PAGE EXTRACT ::
Accurate and consistent entry of name headings online is 
perhaps even more crucial than in a manual system, because 
name headings entered inaccurately will often not be 
retrievable at all online. In a manual system, slight 
inaccuracies in spacing, minor typos, etc. will often present 
no problems as far as retrieval. Errors in non-English 
language name headings may present special problems (such as 
transliteration error for languages in non-Roman alphabets). 
The decision to document name entry errors in Russian records 
specifically was occasioned by the researcher's experience in 
the OCLC Retrospective Conversion area and in the Eastern 
European Studies Department of the Ohio State University Main 
Library. In the course of daily online searching, both at 
OCLC and at OSU (using LCS), the author noticed incorrect or 
inconsistent Russian name headings, inaccuracies that would 
often have made proper retrieval of records by the 
inexperienced searcher impossible. 

Since both OCLC and RLIN serve as major resources for 
shared cataloging in the United States and abroad, it is 
proposed that a comparison of name headings on the above 



databases with respect to Russian, in order to systematically 
document the quantity and type of errors occurring, would 
contribute to improving the quality of Russian records 
derived from the two largest sources of shared cataloging in 
the U.S. Name heading entries were chosen because of their 
significance as a major access point to the online record, in 
addition to title and nxameric search keys.

LISTED ENTRIES ::

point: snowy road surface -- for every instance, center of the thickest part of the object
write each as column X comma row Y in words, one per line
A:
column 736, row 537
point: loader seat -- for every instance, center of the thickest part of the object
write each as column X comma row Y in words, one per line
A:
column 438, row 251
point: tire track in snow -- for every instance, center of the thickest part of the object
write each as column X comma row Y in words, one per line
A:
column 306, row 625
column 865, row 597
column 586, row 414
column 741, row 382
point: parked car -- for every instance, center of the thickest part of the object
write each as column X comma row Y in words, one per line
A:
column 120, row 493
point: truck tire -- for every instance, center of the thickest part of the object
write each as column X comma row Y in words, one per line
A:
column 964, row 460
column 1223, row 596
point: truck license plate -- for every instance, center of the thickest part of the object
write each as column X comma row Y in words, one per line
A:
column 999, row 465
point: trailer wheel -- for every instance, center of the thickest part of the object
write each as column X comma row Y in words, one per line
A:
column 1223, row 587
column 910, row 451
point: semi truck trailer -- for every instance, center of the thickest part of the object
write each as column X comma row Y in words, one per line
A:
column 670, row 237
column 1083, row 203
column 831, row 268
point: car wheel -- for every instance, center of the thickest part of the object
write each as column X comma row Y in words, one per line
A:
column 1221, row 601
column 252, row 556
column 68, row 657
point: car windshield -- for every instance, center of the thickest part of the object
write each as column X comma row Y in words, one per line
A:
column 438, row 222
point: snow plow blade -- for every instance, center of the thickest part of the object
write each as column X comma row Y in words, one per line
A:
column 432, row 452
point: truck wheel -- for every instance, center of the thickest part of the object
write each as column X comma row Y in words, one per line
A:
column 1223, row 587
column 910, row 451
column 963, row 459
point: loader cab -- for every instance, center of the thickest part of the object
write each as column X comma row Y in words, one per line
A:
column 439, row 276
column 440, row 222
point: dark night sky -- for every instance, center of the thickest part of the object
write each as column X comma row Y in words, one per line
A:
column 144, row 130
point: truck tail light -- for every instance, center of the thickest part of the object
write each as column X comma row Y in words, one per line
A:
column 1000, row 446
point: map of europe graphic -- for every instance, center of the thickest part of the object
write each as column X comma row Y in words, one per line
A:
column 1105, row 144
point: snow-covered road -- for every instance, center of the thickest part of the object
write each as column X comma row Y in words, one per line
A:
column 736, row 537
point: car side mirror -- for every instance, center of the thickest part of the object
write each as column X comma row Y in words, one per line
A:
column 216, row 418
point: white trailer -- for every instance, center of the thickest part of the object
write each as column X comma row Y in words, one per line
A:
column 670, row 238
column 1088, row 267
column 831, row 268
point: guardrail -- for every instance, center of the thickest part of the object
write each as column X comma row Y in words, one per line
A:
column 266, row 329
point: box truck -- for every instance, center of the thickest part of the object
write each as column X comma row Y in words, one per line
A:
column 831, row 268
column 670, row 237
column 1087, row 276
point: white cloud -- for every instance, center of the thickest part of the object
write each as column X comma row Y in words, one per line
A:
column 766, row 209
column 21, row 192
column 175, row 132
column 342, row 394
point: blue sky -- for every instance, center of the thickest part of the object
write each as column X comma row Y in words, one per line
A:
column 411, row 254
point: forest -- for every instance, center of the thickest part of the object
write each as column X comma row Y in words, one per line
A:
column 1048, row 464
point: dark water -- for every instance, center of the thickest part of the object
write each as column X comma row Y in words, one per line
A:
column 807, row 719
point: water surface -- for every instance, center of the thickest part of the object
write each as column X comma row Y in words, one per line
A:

TASK REQUIREMENTS ::
(a) In the excerpt on Russian name headings, in which two places did the researcher's experience lead to the decision to document name entry errors in Russian records?
(b) Repeat the part of the excerpt on Russian name headings that opens with "databases with respect" and closes with "nxameric search keys.", substituting "accuracy" for "quality".

SOLUTIONS ::
(a) The OCLC Retrospective Conversion area and the Eastern European Studies Department of the Ohio State University Main Library.

(b)
databases with respect to Russian, in order to systematically 
document the quantity and type of errors occurring, would 
contribute to improving the accuracy of Russian records 
derived from the two largest sources of shared cataloging in 
the U.S. Name heading entries were chosen because of their 
significance as a major access point to the online record, in 
addition to title and nxameric search keys.